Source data
************

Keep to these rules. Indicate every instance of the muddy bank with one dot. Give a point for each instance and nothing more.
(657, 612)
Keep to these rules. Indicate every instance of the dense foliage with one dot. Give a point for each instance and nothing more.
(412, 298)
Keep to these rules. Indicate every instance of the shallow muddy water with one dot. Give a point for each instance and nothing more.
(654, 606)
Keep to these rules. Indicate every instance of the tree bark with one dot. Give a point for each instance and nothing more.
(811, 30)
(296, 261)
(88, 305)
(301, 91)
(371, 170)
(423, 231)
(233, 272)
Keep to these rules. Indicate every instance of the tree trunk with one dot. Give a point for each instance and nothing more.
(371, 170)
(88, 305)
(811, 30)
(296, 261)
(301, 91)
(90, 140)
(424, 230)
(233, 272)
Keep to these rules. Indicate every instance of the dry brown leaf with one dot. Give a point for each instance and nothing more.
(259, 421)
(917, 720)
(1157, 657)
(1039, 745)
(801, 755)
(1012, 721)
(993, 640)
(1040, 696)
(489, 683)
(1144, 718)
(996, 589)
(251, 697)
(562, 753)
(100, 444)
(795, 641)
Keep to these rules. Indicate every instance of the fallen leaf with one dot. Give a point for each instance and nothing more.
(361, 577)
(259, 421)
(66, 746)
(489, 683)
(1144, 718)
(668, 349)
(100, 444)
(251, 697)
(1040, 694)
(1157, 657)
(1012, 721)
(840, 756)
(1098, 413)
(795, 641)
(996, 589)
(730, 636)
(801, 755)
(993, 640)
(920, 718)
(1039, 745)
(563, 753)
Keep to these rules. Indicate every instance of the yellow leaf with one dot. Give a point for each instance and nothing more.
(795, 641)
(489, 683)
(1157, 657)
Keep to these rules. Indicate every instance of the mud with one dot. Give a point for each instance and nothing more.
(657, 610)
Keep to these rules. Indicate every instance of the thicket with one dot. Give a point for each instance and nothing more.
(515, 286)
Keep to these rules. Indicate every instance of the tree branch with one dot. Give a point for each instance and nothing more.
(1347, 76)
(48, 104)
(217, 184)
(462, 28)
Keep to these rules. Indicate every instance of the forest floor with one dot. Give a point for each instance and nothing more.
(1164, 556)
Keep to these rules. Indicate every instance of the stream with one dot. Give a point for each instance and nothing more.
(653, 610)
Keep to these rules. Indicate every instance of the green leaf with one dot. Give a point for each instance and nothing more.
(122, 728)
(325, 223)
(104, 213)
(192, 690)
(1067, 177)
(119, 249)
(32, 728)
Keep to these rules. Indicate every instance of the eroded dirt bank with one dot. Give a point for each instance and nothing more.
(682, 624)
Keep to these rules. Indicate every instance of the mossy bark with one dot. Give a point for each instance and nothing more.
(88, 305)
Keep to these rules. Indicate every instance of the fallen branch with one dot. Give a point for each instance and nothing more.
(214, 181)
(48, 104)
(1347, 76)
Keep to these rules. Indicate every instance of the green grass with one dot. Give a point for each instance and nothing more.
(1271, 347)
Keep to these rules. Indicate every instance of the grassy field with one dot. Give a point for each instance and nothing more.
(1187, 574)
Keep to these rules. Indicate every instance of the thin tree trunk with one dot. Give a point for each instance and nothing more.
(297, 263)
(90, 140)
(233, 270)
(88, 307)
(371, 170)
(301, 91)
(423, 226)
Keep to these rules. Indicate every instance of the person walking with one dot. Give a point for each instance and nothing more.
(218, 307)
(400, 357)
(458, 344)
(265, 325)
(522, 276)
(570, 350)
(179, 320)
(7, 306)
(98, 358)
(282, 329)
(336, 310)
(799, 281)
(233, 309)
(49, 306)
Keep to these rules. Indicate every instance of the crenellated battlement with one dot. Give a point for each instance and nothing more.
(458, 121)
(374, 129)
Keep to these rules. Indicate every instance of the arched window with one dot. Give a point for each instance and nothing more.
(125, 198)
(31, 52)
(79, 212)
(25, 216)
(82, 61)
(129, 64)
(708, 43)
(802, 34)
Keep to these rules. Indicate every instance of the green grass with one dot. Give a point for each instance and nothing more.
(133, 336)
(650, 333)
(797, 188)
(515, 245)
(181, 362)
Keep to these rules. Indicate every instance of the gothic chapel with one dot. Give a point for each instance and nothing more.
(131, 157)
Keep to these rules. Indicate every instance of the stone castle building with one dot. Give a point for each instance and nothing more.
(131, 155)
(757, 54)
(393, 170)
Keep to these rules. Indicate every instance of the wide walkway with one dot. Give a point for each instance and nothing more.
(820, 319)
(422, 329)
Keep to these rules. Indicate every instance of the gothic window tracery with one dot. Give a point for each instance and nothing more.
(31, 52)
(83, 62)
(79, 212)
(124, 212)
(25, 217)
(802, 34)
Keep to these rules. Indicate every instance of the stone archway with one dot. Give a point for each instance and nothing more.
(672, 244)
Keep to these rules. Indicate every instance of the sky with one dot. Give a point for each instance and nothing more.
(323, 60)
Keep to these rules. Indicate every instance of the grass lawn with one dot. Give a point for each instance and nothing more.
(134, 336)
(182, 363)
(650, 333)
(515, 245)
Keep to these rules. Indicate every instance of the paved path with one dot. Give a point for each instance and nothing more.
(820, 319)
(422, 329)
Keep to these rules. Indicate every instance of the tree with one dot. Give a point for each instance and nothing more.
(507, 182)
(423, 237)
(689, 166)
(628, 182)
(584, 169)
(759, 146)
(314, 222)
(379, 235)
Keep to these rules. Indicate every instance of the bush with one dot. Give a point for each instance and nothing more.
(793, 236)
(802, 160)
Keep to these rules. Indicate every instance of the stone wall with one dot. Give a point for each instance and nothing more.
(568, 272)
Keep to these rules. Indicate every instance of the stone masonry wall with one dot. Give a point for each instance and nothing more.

************

**WHAT IS NEEDED**
Every entry above should be retyped exactly as shown.

**RESULT OF THE TASK**
Keep to these rules. Indicate every instance of the muddy bank with one dot. Give a point for each instance and nothing more.
(657, 612)
Keep to these rules. Indicate every instance of the dense foliage with one dot. Give a point for each instance and nothing more.
(412, 298)
Keep to these rules. Indicate every instance of the shallow muddy water with one dot. Give a point for each instance and nothing more.
(654, 606)
Keep to these rules. Indicate every instance of the tree bark with one dot. Give a point for each instance and nothing more.
(811, 30)
(296, 261)
(88, 305)
(301, 91)
(371, 170)
(423, 231)
(233, 272)
Keep to these rules. Indicate every instance of the tree trunk with one dot. Give a point for each instance and nothing more.
(371, 170)
(88, 305)
(811, 30)
(296, 261)
(301, 91)
(90, 140)
(424, 230)
(233, 272)
Keep to these rules. Indicate every instance of the dry brown leaf with one dot. Give a point for each instance and nothing more.
(259, 421)
(917, 720)
(1157, 657)
(1039, 745)
(801, 755)
(1012, 721)
(993, 640)
(1040, 696)
(489, 683)
(1144, 718)
(996, 589)
(251, 697)
(562, 753)
(100, 444)
(795, 641)
Keep to these rules. Indicate every instance of the fallen leaf with one dot. Give a point for each instance and nothing more.
(361, 577)
(259, 421)
(66, 746)
(489, 683)
(1144, 718)
(668, 349)
(100, 444)
(251, 697)
(1040, 694)
(1157, 657)
(1012, 721)
(840, 756)
(1098, 413)
(795, 641)
(996, 589)
(730, 636)
(801, 755)
(993, 640)
(920, 718)
(1039, 745)
(563, 753)
Keep to these rules. Indicate every instance of the yellow leaf with one dot. Give a point for each instance and nothing more.
(795, 641)
(489, 683)
(1157, 657)
Keep to these rules. Indicate every instance of the mud with one dot. Give a point for each instance and nothing more.
(657, 610)
Keep to these rules. Indicate every instance of the thicket with one dot. Give a point for each instance and nothing more.
(515, 286)
Keep to these rules. Indicate every instance of the tree branch with one dot. Give a point for each instance and nothing more.
(1347, 76)
(48, 104)
(217, 184)
(462, 28)
Keep to these rules. Indicate every instance of the forest floor with one dot. Give a point for each instance and nothing more.
(1164, 556)
Keep to these rules. Indicate every instance of the stream with one dot. Give a point for each instance and nothing more.
(653, 610)
Keep to these rules. Indicate every instance of the green leaf with one dot. Give a point for each instance and nothing more.
(122, 728)
(325, 223)
(104, 213)
(192, 690)
(1067, 177)
(119, 249)
(32, 728)
Keep to these rules. Indicate every instance of the eroded dirt bank with one dot. Give a point for each instance and nothing more.
(682, 624)
Keep to these rules. Indicate every instance of the mossy bark with one dot. Give a point for each instance and nothing more.
(88, 305)
Keep to these rules. Indicate every instance of the fallen branch with one dot. Give a point for each instance and nothing more.
(214, 181)
(48, 104)
(1347, 76)
Keep to these rules. Indicate every instance of the green grass with one dot. Give a point for each instance and nothing more.
(1271, 347)
Keep to these rules. Indicate every instance of the grassy field with one dot. Give a point for each instance and nothing more.
(1187, 574)
Keep to these rules. Indicate every instance of the thin tree trunk with one dot. Give a point for each instance and nothing more.
(297, 263)
(90, 140)
(233, 270)
(88, 307)
(371, 170)
(301, 91)
(423, 226)
Keep to these rules. Indicate every instance of the person walking with one dot. Give a point for each instance and nothing more.
(218, 307)
(400, 357)
(458, 344)
(265, 325)
(522, 276)
(570, 350)
(179, 320)
(7, 306)
(98, 358)
(282, 329)
(336, 310)
(799, 281)
(233, 309)
(49, 306)
Keep to these rules. Indicate every instance of the crenellated battlement with one dot. Give a point for each instance and nothing more.
(458, 121)
(374, 129)
Keep to these rules. Indicate every instance of the arched window with one dot. Give a point for each instance and nothing more.
(125, 198)
(31, 52)
(79, 212)
(25, 216)
(82, 61)
(129, 64)
(708, 43)
(802, 34)
Keep to these rules. Indicate every instance of the green grass with one dot. Give a point for each instance and nothing more.
(133, 336)
(650, 333)
(797, 188)
(515, 245)
(181, 362)
Keep to these rules. Indicate every instance of the gothic chapel with one dot. Give a point for each instance and nothing more.
(131, 157)
Keep to these rules. Indicate every instance of the stone castle building with one dot. Give a point for each instance and nothing more.
(131, 155)
(757, 54)
(393, 170)
Keep to these rules. Indicate every instance of the wide walkway with one dot. Give a point for each instance and nothing more.
(820, 319)
(422, 329)
Keep to these rules. Indicate every instance of the gothic window tracery with one dot. Give a point for each instance and nothing more.
(31, 52)
(83, 62)
(79, 212)
(124, 212)
(25, 217)
(802, 34)
Keep to these rules. Indicate every instance of the stone archway with one dot. Give a point for each instance and nothing more.
(672, 244)
Keep to these rules. Indicate every instance of the sky with one dot. Give a point for each instance and nothing more.
(323, 60)
Keep to these rules. Indicate every instance of the grass lawn with one dot. Give a point for each instance and nothing more.
(134, 336)
(182, 363)
(650, 333)
(515, 245)
Keep to these rules. Indicate every instance of the paved path with one dot. Give a point for each instance and nothing more.
(820, 319)
(422, 329)
Keep to these rules. Indicate every instance of the tree with one dot. Give a point for each instance and nothing more.
(507, 182)
(423, 237)
(689, 166)
(628, 182)
(584, 169)
(759, 146)
(314, 222)
(379, 235)
Keep to these rules. Indicate every instance of the bush with one dot. Give a point for each instance and nothing more.
(793, 236)
(802, 160)
Keep to these rules. Indicate every instance of the stone wall with one dot. Give a point for each instance and nothing more.
(568, 272)
Keep to these rules. Indicate every instance of the stone masonry wall with one dot. Give a point for each instance and nothing more.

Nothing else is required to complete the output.